→ DOCUMENT EXTRACT:
○ ○ ○ ○ ○ ○ ○

The 2014–15 Turlock Express season was the fourth season of the Turlock Express professional indoor soccer club. The Express, a Pacific Division team in the Major Arena Soccer League, played their home games at Turlock Indoor Soccer in Turlock, California.

The team was led by general manager Matt Warner and head coach Art Pulido. The Surge finished the regular season with a 9–11 record, good enough for 4th place in the MASL's Pacific Division but not enough to qualify for post-season play.

Season summary
The team opened the 2014–15 season with a road loss to the Las Vegas Legends then won their next three games before dropping the three after that. The Sacramento Surge accounted for two of those three wins. The team regained its footing, winning 3 out of the next 4, but 4 consecutive losses in January put the team below .500 on the season and ended their playoff hopes. The team's 9–11 record includes a surprising 9 road losses. Turlock's only road win came early in the season at Sacramento.

○ ○ ○ ○ ○ ○ ○

→ DATA SUPPLIED:
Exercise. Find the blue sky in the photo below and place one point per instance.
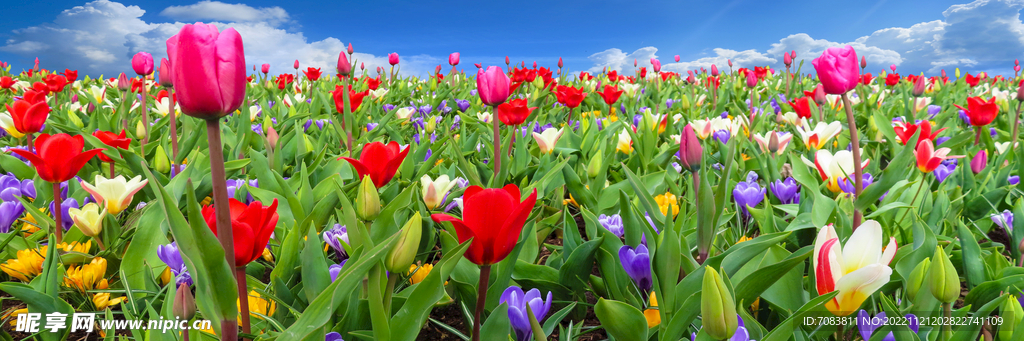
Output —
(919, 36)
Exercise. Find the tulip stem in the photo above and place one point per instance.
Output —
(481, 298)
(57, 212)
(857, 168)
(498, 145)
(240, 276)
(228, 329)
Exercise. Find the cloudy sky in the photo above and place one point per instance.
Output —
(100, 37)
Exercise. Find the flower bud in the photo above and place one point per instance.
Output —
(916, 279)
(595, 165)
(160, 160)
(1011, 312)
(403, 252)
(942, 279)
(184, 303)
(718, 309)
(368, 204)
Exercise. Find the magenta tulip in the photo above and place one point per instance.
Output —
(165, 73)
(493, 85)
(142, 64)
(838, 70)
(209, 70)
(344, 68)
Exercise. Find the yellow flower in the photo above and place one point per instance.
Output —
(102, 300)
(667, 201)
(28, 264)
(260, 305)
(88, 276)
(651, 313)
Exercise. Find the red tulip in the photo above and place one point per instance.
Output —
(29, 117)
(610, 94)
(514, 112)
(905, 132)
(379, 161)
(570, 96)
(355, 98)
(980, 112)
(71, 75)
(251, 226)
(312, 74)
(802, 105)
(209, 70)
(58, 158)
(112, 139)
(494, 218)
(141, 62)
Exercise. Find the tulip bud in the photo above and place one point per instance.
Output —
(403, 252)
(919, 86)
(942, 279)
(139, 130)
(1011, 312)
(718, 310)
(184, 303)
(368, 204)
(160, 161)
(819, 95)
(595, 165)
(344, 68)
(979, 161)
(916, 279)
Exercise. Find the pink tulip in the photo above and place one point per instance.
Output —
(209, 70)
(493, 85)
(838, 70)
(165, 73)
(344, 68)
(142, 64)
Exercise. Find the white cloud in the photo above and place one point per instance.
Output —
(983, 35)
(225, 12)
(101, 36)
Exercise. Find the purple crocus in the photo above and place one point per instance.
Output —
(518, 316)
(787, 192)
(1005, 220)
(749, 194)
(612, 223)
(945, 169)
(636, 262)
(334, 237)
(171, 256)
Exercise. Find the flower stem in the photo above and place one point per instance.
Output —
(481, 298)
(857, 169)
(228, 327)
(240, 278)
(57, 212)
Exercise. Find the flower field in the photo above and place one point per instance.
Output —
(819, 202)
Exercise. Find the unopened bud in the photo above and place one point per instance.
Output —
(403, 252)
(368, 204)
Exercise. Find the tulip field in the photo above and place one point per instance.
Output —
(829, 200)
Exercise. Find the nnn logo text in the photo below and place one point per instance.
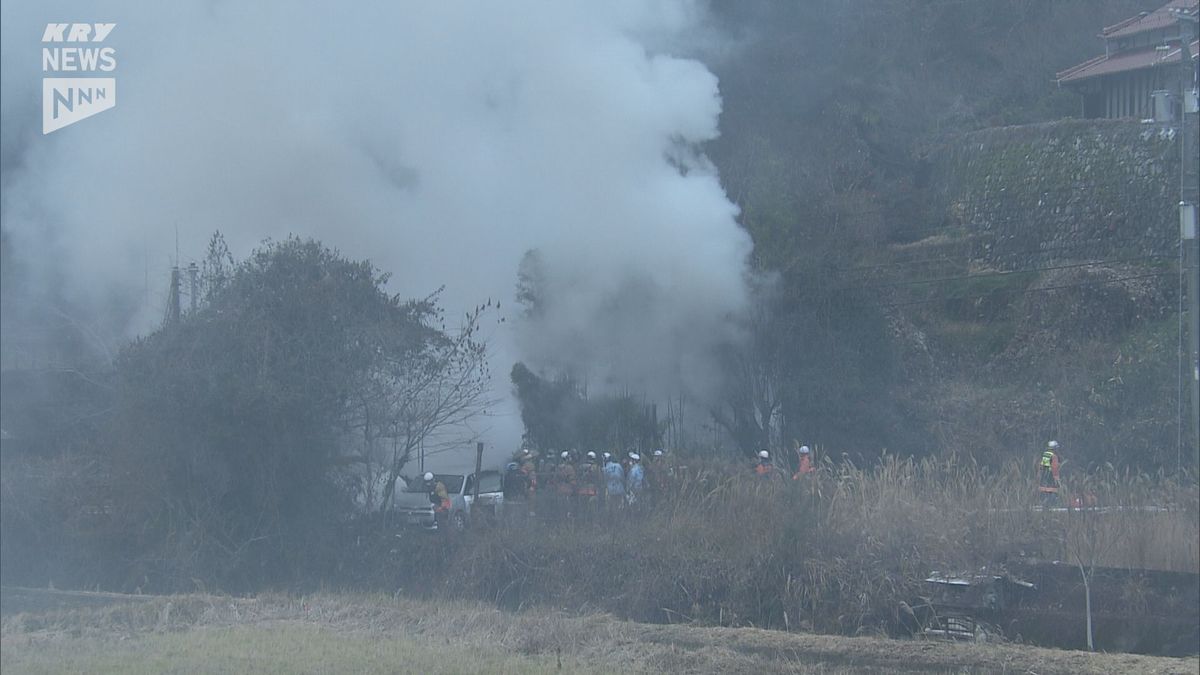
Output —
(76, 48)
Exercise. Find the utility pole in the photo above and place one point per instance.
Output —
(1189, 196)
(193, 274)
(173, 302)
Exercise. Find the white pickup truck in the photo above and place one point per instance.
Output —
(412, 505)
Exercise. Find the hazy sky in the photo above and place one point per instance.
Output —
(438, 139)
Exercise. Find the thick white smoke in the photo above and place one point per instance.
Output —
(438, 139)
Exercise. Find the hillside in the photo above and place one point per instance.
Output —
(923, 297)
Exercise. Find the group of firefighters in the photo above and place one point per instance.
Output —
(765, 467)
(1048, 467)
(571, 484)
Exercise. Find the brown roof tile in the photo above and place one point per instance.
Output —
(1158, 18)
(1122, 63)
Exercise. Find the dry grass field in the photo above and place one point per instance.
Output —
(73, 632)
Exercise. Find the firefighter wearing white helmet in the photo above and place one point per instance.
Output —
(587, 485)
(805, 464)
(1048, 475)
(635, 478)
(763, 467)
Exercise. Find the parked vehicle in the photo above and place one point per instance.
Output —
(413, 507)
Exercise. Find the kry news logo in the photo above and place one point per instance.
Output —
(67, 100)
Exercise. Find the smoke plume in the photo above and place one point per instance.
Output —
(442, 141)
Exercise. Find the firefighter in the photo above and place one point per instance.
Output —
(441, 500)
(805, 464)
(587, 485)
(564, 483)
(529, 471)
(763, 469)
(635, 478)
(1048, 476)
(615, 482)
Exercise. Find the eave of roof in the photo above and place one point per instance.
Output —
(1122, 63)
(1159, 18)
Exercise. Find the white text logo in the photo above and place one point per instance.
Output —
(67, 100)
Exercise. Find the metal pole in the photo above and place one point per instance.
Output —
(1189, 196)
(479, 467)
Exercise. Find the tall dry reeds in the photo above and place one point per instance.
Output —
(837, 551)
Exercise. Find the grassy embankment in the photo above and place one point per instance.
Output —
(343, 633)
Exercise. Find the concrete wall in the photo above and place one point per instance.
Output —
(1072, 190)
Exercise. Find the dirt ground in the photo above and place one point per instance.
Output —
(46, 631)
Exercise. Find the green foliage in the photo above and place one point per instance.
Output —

○ ○ ○ ○ ○ ○ ○

→ WORK INSTRUCTIONS:
**A.** Copy the part of the Turlock Express season text starting at "The team was" and ending at "for post-season play.".
**B.** Answer these questions using the Turlock Express season text, one answer per line:
(i) At what venue did the Express play their home games?
(ii) Who was the team's head coach?
(iii) Which team beat the Express in their season opener?

→ SOLUTIONS TO THE PROBLEMS:
**A.**
The team was led by general manager Matt Warner and head coach Art Pulido. The Surge finished the regular season with a 9–11 record, good enough for 4th place in the MASL's Pacific Division but not enough to qualify for post-season play.

**B.**
(i) Turlock Indoor Soccer in Turlock, California
(ii) Art Pulido
(iii) The Las Vegas Legends